### [PROBLEM TO SOLVE]
Keep only the lines of the material below that contain the word "mountain". Copy those lines.

### [INPUT DATA]

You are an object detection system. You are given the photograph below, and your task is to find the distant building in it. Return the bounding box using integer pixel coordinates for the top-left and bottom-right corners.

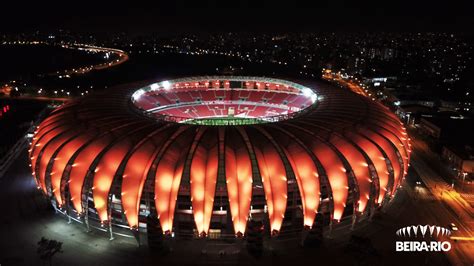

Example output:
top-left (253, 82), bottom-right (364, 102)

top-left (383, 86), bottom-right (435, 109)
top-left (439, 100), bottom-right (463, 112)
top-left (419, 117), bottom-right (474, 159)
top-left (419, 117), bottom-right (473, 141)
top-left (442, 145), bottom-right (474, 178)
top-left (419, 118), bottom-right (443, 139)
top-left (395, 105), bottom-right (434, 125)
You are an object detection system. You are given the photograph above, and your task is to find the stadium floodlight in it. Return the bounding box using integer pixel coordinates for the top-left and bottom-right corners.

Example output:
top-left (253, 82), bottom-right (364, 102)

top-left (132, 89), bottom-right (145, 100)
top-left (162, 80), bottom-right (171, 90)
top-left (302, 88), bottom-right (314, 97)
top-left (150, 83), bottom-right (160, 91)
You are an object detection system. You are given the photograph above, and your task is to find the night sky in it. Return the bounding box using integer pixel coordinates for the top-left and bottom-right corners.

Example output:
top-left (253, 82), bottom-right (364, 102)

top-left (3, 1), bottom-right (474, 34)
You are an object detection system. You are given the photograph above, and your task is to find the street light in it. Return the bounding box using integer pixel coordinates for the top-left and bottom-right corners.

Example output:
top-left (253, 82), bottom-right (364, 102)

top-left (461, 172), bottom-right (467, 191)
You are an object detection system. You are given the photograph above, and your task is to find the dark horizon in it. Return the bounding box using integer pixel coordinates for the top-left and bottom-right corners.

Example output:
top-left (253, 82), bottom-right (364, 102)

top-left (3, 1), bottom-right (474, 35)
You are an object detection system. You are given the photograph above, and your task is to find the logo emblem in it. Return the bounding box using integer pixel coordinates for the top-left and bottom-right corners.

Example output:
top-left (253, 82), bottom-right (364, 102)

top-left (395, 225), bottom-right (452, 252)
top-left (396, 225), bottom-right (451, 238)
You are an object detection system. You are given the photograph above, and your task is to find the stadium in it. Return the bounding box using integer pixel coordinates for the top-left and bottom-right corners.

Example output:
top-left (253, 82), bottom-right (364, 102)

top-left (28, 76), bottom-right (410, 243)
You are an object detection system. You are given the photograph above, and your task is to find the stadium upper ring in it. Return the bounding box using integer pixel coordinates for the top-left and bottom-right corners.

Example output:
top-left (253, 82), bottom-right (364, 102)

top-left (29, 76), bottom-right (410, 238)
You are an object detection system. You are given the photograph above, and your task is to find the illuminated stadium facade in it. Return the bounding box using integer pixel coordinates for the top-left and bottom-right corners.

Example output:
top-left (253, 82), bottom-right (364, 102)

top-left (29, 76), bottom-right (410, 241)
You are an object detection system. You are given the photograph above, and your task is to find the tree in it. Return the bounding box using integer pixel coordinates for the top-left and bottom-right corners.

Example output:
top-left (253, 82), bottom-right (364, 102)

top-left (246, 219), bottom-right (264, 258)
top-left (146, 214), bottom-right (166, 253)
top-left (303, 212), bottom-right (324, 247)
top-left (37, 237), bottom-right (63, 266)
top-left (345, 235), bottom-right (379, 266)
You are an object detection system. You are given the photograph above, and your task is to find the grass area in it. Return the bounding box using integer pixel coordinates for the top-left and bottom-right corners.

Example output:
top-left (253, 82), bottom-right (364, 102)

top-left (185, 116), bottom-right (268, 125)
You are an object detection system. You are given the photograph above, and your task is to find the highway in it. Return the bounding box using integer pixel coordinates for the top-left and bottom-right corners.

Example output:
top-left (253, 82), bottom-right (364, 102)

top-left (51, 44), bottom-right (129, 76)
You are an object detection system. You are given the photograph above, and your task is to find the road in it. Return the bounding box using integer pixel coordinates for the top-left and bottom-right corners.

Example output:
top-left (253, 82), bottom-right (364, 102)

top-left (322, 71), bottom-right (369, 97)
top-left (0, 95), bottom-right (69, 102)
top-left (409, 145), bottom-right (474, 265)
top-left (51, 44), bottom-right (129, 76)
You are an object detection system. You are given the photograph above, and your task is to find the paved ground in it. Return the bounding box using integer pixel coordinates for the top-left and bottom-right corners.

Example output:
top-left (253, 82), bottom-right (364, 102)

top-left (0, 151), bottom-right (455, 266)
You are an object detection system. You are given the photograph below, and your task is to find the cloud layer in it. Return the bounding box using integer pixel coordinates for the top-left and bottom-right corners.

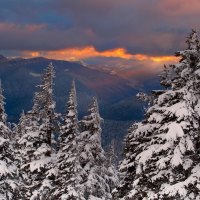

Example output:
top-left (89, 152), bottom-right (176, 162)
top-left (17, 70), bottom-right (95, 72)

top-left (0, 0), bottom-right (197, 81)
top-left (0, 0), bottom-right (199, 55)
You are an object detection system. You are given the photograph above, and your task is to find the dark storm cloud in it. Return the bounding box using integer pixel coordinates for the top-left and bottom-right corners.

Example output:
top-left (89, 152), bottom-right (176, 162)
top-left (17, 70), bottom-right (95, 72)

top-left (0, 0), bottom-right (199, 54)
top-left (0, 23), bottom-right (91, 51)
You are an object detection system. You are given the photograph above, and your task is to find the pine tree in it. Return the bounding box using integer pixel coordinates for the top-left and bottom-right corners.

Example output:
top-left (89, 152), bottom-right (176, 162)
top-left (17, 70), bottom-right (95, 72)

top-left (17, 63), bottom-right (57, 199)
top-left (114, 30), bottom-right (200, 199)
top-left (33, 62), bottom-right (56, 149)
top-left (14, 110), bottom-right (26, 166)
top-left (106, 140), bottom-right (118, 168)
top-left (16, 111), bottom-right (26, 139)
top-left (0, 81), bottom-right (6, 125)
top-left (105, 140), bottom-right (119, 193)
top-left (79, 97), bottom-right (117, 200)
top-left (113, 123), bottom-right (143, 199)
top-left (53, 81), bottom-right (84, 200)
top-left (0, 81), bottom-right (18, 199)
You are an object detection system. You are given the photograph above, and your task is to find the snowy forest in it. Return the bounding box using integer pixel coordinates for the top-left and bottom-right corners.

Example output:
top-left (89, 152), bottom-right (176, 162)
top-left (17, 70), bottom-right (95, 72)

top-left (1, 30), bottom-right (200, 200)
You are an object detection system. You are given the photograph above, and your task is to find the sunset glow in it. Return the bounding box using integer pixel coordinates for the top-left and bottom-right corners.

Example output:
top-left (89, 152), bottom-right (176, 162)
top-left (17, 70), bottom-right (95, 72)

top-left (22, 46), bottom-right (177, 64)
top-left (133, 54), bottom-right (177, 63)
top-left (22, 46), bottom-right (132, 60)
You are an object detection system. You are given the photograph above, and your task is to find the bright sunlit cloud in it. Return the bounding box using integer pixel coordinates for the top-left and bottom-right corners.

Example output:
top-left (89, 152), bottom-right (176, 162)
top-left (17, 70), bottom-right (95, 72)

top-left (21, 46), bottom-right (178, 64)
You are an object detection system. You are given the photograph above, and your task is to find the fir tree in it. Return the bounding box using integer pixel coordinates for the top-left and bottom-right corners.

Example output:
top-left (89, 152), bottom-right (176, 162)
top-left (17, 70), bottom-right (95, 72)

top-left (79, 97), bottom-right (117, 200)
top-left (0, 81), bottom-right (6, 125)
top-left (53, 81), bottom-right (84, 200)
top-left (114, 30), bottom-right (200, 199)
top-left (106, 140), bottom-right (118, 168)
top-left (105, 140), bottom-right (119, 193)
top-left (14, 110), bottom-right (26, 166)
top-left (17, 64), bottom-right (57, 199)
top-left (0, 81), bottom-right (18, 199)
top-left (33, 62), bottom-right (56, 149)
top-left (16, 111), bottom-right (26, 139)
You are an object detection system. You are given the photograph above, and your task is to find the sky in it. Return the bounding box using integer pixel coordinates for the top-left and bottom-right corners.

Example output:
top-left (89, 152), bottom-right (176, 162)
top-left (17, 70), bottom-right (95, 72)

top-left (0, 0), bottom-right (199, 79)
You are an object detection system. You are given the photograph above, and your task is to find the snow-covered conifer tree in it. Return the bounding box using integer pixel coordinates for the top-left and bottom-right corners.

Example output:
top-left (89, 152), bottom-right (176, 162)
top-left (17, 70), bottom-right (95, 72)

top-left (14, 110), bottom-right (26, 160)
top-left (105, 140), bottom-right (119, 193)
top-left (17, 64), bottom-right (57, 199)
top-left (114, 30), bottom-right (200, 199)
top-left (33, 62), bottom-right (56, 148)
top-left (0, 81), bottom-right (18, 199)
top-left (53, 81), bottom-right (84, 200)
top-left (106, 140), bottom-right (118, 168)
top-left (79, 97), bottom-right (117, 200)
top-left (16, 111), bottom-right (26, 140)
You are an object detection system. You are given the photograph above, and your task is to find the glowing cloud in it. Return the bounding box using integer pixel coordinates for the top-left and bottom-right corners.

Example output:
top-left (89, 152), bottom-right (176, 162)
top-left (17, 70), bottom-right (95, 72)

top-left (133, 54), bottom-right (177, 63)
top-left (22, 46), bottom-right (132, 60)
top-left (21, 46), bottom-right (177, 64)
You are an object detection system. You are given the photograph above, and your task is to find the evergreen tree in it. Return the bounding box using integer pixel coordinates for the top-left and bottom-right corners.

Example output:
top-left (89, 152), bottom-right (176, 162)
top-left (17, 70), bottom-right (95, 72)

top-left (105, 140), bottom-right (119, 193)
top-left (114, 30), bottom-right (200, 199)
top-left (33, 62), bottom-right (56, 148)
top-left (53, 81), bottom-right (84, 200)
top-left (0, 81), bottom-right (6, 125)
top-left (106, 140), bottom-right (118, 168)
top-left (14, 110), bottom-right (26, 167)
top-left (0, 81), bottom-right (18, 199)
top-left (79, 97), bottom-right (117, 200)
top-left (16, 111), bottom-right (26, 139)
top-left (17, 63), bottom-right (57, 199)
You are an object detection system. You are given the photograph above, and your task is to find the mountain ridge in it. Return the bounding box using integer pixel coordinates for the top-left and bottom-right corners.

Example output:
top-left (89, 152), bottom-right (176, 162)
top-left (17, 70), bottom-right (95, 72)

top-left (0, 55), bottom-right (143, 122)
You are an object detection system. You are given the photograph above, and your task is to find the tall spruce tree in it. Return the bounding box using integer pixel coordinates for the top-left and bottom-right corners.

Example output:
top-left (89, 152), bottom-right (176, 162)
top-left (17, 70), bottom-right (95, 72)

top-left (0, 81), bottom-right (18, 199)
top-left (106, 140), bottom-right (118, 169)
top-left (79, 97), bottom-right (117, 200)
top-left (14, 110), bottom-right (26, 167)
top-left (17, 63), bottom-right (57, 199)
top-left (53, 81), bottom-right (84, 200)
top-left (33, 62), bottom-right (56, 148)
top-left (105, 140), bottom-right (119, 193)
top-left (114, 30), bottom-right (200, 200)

--

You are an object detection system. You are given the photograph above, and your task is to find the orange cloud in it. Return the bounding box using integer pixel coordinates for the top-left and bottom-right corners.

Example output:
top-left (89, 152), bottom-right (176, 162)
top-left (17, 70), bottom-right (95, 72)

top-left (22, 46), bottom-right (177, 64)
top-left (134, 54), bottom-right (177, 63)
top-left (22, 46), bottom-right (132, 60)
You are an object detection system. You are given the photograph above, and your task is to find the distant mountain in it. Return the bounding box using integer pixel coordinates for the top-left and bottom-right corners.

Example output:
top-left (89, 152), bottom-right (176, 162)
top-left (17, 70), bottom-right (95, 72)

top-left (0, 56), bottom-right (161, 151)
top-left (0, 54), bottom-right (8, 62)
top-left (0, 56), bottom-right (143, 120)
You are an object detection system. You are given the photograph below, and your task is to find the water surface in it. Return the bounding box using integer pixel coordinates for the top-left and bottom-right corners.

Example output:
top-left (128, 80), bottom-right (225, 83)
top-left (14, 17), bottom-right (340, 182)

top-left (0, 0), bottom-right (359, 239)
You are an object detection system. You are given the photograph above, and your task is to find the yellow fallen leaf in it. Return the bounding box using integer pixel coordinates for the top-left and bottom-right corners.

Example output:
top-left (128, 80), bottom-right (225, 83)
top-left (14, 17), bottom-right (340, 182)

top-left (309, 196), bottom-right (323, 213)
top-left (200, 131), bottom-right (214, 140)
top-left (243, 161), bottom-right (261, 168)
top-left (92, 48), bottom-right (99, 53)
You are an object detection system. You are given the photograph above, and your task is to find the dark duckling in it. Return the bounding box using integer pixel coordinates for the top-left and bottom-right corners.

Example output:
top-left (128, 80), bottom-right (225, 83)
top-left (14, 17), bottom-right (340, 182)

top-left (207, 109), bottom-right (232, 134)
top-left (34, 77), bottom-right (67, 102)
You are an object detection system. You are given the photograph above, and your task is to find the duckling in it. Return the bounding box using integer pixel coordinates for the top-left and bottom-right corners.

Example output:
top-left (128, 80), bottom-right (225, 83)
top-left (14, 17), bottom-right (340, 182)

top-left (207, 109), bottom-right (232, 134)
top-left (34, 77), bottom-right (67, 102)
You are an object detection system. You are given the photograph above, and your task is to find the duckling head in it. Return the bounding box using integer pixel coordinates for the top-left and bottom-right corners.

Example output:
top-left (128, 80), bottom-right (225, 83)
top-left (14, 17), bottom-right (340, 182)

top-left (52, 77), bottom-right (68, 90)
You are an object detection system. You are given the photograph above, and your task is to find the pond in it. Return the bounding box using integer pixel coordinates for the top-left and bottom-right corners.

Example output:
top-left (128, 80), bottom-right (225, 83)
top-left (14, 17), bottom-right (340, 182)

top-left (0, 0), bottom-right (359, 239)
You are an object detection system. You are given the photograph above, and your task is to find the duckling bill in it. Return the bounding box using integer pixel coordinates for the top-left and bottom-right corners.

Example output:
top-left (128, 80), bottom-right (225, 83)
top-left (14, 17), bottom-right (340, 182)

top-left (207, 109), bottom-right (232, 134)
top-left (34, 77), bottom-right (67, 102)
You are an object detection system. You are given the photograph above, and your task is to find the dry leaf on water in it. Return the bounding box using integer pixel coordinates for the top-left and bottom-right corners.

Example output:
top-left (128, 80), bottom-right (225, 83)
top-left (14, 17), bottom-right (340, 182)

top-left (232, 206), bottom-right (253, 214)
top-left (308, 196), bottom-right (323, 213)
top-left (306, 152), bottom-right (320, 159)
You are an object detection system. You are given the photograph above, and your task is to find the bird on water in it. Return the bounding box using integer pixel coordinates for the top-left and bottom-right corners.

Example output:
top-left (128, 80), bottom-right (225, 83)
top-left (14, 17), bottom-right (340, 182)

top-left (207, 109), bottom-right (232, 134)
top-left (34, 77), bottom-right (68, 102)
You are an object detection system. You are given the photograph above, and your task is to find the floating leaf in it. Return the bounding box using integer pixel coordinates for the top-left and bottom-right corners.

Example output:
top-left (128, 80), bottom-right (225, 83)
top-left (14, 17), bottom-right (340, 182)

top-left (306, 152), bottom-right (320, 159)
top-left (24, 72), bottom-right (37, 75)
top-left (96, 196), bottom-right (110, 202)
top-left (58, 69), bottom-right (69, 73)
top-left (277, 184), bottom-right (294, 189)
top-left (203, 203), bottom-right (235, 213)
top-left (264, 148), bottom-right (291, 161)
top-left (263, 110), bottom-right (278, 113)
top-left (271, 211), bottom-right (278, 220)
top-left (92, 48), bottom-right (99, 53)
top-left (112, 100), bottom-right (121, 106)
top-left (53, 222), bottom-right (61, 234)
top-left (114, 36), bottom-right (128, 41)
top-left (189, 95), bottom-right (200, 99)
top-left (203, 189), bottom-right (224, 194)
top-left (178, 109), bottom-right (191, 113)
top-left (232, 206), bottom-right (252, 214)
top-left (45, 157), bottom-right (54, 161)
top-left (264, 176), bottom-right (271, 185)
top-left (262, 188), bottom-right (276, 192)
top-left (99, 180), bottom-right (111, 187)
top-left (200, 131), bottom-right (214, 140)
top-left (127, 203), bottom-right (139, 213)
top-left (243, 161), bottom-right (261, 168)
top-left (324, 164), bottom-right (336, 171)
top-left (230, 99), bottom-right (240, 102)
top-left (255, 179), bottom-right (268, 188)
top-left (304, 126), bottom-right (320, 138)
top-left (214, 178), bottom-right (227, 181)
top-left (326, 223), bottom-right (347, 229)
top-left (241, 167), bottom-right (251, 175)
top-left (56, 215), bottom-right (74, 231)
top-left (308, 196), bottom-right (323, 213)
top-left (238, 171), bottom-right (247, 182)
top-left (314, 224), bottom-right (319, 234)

---

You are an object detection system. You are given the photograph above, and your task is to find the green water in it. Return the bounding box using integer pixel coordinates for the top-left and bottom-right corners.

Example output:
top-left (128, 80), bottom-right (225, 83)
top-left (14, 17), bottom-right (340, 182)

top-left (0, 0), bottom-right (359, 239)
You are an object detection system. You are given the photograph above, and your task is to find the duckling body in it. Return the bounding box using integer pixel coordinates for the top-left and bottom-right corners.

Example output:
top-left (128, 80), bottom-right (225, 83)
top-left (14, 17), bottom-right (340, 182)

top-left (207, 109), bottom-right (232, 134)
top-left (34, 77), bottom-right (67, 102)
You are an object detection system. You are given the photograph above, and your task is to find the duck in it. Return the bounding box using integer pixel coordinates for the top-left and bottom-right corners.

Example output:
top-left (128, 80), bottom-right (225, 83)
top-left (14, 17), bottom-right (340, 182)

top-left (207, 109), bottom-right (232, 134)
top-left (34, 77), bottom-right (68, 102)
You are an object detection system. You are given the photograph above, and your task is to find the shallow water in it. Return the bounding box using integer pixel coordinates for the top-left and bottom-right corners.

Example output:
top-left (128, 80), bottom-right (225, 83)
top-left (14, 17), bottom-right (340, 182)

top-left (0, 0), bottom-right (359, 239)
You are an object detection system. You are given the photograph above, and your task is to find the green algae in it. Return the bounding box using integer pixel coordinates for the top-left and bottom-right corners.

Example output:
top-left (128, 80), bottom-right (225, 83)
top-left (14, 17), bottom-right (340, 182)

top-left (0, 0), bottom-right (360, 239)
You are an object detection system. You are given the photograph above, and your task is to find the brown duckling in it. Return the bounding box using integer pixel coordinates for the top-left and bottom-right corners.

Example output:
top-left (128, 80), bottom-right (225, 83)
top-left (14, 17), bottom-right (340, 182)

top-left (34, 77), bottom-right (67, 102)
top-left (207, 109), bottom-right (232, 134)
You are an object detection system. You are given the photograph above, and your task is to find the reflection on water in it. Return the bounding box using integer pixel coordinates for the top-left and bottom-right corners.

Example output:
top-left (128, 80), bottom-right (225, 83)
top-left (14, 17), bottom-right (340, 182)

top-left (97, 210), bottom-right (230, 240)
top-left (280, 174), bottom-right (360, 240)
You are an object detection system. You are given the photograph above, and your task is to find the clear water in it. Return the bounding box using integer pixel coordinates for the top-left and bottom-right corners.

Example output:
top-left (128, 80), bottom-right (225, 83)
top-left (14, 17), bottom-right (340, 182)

### [ANSWER TO THIS TASK]
You are an object detection system. You are given the photograph above, and your task is to find the mountain ridge in it. Return the bounding box using integer pixel coordinates for the top-left and bottom-right corners.
You are an object detection system. You are given the photograph above, and your task is to find the distant mountain in it. Return the bounding box using integer pixel coordinates for the top-left and bottom-right corners.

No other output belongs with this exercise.